Can you write out the whole listing exactly?
.....
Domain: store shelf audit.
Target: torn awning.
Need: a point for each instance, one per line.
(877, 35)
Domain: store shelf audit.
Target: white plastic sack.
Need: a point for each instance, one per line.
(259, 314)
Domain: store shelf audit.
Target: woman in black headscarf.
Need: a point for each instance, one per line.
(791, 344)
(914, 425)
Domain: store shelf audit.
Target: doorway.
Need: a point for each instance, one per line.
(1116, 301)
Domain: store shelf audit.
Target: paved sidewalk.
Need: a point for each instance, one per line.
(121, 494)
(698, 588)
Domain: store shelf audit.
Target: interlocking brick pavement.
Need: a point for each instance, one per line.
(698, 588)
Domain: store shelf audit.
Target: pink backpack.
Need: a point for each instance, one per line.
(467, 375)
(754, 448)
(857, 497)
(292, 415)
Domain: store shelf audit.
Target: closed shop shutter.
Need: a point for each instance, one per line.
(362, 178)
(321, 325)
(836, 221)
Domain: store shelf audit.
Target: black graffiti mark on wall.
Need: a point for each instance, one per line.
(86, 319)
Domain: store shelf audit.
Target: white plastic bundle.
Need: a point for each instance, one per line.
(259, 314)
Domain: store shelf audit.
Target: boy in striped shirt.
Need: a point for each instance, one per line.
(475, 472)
.....
• **Task solution**
Domain: store shelf audit.
Target: torn awning.
Need: a point for each instance, one per line.
(877, 35)
Domain: store shelf audit.
Target: white plastic sack.
Need: a point for each instance, one per line.
(259, 314)
Domain: store shelf audit.
Target: woman in black headscarf.
Need: a point for each instance, one per line.
(791, 344)
(914, 425)
Domain: store shelf audit.
Target: doorway.
Need: a point for each instance, one per line.
(1116, 301)
Domain: store shelf audit.
Target: paved sidewalk.
Need: a point for each instance, one per line.
(121, 494)
(698, 588)
Domain: store shelf audit.
Target: interlocking brick pavement.
Need: a point for each instance, one per line.
(698, 588)
Domain: store shelf audit.
Target: pink backpack.
Need: a point for each instance, one per line.
(467, 375)
(754, 448)
(857, 497)
(292, 415)
Domain: store shelf audit.
Target: closed shop shutter.
Need: a point for each instance, one per line.
(362, 178)
(321, 325)
(836, 221)
Domain: store shelf audit.
Target: black graffiti mark on wall.
Need: a point for each instance, one per line.
(86, 319)
Domain: store shelf audit.
Target: white plastic bundle.
Need: a point for each instance, one per line.
(259, 314)
Domain: store shelf audit.
Target: boy in striped shirt.
Need: a point for each instance, one per line.
(475, 472)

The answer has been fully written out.